Tujuan Tugas A
Kutip persis bagian teks tentang kucing di pesantren, mulai dari "Entah kenapa pesantren" sampai dengan dan termasuk "setiap berisik miaw-miawnya.".

Kutipan untuk Dibaca
┌──
Miaw

Entah kenapa pesantren dirasa nggak pernah habis akan hal unik. Subjek dan objek penghuninya, bahkan mereka-mereka yang sama sekali nggak ada niatan mondok sekalipun. Lihat aja kucing itu! Bagaimana pintarnya ia beradaptasi. Lingkungan dan pola hidup. Tidur dan makannya. Semua dimakan. Tanpa pilah-pilih. Qona’ah sekali. Ada ikan, ya dimakan. Ada roti, ya dimakan. Ada bakwan, ya dimakan. Seadanya. Selalu sembah syukur di setiap berisik miaw-miawnya.

Tapi sebelumnya, selapar-lapar dan serakus-rakusnya kucing, dia nggak bakal makan teman. Ingat gua nggak bahas siapapun, hanya kucing. Ya, kucing. Kucing garong juga termasuk kucing, kan?

Kayak kucing warna putih hitam ini. Ngikut-ngikut aja rebahan di karpet. Golar-goler. Ngedusel-ngedusel. Bikin kesel. Gua nggak jadi tidur.

Tapi, kalau mau ngikutin pikiran oncom, “nih kucing kok bisa hidup? Aman-aman aja?” Maksud gua, nih kucing yang masih cukup dibilang kecil kok aman-aman aja hidup. Realitanya, dia sendirian. Kemana-mana sendiri. Makan nggak jelas, tidur nggak jelas. Berak nggak jelas; pasti nonggeng, ngorek-ngorek pasir. Juga, nyaman-nyaman aja hidup tanpa teman dan nggak mandi. Cebok juga.
└──
Tujuan Tugas B
Kalikan setiap angka koordinat kotak pada hasil dengan 1,35 dan bulatkan ke bilangan bulat, dengan nilai setengah dibulatkan ke atas, mulai dari baris pertama data sampai dengan dan termasuk baris yang memuat "[121,360,175,455]". Tuliskan kembali baris-baris itu saja secara utuh, termasuk permintaannya.

Butir Data
┌──
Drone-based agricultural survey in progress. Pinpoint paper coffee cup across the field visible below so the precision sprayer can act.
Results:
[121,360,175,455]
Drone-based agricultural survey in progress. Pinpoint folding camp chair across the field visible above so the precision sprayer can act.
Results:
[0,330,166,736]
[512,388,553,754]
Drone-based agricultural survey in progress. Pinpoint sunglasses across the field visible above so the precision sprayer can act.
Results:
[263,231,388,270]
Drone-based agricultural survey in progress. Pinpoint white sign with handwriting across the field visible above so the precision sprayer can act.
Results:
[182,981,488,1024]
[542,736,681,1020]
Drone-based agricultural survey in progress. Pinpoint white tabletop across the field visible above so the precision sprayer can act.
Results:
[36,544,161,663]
└──
Penyelesaian A
Entah kenapa pesantren dirasa nggak pernah habis akan hal unik. Subjek dan objek penghuninya, bahkan mereka-mereka yang sama sekali nggak ada niatan mondok sekalipun. Lihat aja kucing itu! Bagaimana pintarnya ia beradaptasi. Lingkungan dan pola hidup. Tidur dan makannya. Semua dimakan. Tanpa pilah-pilih. Qona’ah sekali. Ada ikan, ya dimakan. Ada roti, ya dimakan. Ada bakwan, ya dimakan. Seadanya. Selalu sembah syukur di setiap berisik miaw-miawnya.

Penyelesaian B
Drone-based agricultural survey in progress. Pinpoint paper coffee cup across the field visible below so the precision sprayer can act.
Results:
[163,486,236,614]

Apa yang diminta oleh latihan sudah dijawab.